_Rows_

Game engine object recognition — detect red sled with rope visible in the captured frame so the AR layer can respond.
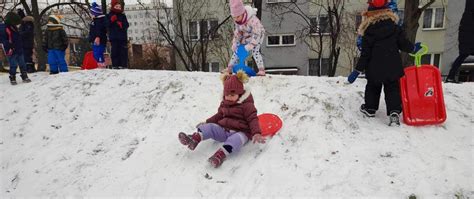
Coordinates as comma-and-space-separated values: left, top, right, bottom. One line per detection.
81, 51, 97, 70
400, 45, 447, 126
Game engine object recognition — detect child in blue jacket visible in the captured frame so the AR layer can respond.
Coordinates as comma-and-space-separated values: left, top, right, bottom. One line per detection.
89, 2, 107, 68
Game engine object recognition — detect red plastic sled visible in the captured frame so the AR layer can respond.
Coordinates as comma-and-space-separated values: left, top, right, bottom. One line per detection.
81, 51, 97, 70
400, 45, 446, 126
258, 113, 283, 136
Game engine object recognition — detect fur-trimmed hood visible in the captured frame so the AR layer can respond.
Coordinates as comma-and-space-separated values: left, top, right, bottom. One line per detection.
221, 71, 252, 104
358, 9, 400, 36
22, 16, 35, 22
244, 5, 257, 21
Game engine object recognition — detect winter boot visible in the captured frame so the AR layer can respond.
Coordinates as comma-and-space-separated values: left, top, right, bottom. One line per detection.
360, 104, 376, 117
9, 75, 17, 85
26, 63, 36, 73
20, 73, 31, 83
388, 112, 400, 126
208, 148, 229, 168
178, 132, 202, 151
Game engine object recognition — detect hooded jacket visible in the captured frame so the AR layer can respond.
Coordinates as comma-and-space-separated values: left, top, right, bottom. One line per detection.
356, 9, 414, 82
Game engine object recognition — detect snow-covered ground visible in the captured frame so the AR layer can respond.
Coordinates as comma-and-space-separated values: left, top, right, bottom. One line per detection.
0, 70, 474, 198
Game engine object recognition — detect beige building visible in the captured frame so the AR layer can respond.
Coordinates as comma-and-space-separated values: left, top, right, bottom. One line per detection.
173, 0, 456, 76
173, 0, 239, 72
...
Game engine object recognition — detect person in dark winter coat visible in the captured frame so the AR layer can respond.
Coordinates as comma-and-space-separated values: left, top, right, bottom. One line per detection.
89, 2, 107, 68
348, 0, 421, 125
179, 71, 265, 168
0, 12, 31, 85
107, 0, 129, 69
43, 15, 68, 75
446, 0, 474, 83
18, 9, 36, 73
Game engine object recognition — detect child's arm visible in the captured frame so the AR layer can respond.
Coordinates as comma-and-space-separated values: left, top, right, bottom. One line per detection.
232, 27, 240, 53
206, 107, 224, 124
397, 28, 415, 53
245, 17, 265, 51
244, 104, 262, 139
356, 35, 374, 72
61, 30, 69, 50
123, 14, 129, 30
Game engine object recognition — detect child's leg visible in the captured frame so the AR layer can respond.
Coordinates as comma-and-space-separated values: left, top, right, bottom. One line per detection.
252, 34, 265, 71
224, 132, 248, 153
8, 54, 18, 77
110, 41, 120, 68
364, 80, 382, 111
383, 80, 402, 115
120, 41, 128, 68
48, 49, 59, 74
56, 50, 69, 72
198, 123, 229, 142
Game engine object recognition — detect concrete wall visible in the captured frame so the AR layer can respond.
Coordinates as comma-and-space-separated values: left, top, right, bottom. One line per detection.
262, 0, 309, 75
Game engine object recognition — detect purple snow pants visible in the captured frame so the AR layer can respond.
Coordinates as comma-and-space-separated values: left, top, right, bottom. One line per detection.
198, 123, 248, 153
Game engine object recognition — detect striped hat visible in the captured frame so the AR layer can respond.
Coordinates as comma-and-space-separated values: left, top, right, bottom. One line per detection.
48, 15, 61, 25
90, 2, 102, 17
==
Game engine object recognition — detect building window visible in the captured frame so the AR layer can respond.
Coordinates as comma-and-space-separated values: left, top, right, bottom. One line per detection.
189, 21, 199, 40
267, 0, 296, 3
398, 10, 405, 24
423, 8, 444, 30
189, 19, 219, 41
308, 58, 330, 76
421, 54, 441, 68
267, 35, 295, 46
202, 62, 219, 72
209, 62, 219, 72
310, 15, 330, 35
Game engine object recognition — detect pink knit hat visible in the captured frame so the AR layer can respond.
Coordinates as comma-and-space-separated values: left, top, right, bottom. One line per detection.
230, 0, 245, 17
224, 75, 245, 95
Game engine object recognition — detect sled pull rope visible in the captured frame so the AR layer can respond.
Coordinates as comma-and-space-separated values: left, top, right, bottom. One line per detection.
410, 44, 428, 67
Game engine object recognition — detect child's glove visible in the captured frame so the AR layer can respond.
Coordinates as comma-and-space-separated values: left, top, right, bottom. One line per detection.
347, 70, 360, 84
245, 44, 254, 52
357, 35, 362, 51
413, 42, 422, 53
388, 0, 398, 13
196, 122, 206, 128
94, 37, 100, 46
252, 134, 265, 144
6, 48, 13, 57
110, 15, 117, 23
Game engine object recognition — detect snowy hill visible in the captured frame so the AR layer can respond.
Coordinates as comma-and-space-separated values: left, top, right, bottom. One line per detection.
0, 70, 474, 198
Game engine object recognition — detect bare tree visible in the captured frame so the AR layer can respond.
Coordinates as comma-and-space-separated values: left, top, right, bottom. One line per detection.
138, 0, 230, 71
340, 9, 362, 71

_Short problem_
Pull out every line in the three blocks that contains the word "winter", and copy each one over. Matches have to be case-sensitive.

_Response to the exercise_
Game engine object recognition — detect winter boot visible in the captured frame so the AR layer can respond.
Game engine object recognition — detect person in dark winter coat visible in the captured frame so the AR layer can respond.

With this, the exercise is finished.